Problem requirements
Leave out the pictures. Return every record otherwise untouched.

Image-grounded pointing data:
▼

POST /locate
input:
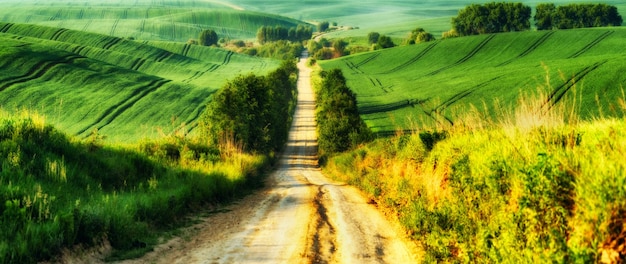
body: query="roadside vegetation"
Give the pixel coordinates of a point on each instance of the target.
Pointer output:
(531, 185)
(59, 191)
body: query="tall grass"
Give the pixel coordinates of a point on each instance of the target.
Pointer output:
(57, 192)
(534, 184)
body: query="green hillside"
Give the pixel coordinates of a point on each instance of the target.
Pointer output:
(142, 19)
(417, 85)
(125, 89)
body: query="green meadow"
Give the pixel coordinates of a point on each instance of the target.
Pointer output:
(426, 84)
(145, 20)
(124, 89)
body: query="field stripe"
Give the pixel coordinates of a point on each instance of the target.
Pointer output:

▲

Expected output
POST /locate
input:
body: query="roadside vegetation"
Give the pixel coordinates of a point on each instance of the target.
Pointer output:
(531, 185)
(59, 191)
body: query="tall grass"
Give the pixel coordinates of a point on each instance of the target.
Pointer output:
(57, 192)
(534, 184)
body: query="green hillside"
Give the pixel coordinates of a point on each instance of the target.
Pointer output:
(142, 19)
(417, 85)
(125, 89)
body: query="green meadow"
Give the pixel coordinates of a point on each instance of the target.
Pointer output:
(426, 84)
(145, 20)
(124, 89)
body: query="field stripe"
Give the pixel coordinates of a point on each instance of the target.
Pointer output:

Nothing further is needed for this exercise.